Records excerpted from a collection
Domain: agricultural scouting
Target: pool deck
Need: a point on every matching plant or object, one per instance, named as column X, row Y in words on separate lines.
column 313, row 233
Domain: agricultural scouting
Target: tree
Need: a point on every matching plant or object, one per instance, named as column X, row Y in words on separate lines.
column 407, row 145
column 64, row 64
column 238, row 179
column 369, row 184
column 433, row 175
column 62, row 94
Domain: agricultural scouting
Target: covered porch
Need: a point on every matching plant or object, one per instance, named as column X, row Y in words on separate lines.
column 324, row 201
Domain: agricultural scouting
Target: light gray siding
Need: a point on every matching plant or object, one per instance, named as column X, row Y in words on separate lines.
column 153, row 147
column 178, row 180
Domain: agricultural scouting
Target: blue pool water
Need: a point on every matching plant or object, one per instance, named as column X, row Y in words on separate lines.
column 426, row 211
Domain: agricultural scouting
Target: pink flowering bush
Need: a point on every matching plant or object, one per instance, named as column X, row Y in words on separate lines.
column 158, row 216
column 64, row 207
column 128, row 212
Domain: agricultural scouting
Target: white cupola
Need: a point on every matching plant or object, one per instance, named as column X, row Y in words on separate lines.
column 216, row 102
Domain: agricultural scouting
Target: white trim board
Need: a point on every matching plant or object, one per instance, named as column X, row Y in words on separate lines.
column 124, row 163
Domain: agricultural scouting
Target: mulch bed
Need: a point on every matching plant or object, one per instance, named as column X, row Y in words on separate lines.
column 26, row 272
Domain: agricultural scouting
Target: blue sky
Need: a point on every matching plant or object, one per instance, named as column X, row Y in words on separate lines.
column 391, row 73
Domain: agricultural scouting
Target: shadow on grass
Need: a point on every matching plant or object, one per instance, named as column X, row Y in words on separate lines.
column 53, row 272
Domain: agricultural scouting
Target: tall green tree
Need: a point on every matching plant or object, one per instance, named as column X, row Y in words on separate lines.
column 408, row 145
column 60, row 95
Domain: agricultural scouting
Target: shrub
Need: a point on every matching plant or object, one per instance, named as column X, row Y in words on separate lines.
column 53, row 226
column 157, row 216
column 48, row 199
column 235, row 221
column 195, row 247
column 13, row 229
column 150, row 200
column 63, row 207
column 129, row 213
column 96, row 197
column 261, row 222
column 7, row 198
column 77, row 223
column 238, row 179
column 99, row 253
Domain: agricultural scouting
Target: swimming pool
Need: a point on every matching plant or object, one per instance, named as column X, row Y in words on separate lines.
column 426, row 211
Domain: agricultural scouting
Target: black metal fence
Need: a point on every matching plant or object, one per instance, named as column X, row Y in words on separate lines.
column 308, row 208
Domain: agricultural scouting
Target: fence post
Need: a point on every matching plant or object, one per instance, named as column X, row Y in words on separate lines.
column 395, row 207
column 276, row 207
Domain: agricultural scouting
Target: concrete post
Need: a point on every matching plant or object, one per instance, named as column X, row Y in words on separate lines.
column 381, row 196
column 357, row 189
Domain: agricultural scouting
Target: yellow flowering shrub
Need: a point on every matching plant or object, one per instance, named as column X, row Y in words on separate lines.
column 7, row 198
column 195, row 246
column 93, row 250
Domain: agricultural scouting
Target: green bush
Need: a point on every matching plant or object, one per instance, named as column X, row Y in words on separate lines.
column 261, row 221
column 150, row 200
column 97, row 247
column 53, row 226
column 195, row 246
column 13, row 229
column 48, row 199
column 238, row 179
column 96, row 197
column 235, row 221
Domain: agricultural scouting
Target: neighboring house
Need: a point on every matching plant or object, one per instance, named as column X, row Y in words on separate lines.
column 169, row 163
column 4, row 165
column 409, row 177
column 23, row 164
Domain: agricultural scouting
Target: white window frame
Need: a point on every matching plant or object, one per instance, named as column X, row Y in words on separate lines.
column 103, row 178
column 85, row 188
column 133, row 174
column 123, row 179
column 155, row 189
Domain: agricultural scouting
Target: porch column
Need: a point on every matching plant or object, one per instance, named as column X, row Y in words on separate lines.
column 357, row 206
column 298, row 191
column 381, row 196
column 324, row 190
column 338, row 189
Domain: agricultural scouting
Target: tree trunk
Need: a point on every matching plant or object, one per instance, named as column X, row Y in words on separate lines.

## Directions
Among the lines above, list those that contain the word "pool".

## Answer below
Target: pool deck
Target: blue pool water
Target: swimming pool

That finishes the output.